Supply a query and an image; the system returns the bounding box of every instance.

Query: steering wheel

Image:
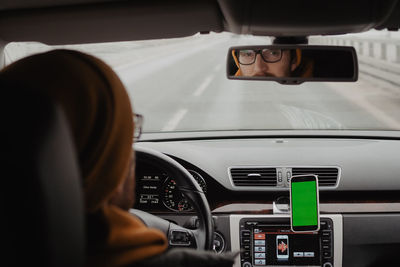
[130,145,214,250]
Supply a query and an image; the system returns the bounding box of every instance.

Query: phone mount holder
[272,197,290,214]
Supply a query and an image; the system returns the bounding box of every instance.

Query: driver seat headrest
[0,81,85,266]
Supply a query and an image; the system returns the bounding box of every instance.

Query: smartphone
[276,235,289,260]
[290,174,319,232]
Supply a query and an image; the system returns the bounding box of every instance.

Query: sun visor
[218,0,400,36]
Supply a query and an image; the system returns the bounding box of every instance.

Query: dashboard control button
[322,245,331,250]
[254,247,265,252]
[322,251,332,258]
[254,260,265,265]
[254,234,265,239]
[254,240,265,246]
[304,252,314,258]
[254,253,265,259]
[293,252,304,258]
[242,251,250,259]
[322,230,332,237]
[242,230,250,237]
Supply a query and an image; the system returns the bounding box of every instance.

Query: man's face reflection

• Objective
Retype all of the records above word for word, leaving out the pictures.

• Answer for this exercise
Supply a query and an image; the system returns the bounding box of every instance.

Query: steering wheel

Image:
[130,145,214,250]
Supply a query and an image; the system returns the bounding box of every instance.

Query: phone mount holder
[272,197,290,214]
Supply a query and an image; the system returns the bounding box of every instance.

Query: driver seat headrest
[0,81,85,266]
Supply a query and an image; the system returns the bounding box of every instance.

Query: smartphone
[276,235,289,260]
[290,174,319,232]
Supply a query and an image; the system returns the bounding box of every instance.

Query: sun visor
[218,0,400,36]
Supply a query and an image; the system returns the bounding box of every instance.

Query: dashboard control button
[322,245,331,250]
[254,247,265,252]
[322,251,332,258]
[254,260,265,265]
[254,234,265,239]
[254,240,265,246]
[304,252,314,258]
[254,253,265,259]
[293,252,304,258]
[242,251,250,259]
[322,230,332,237]
[242,230,250,237]
Supply a query and an image; the system returns the bounding box of every instance.

Query: man's face reflection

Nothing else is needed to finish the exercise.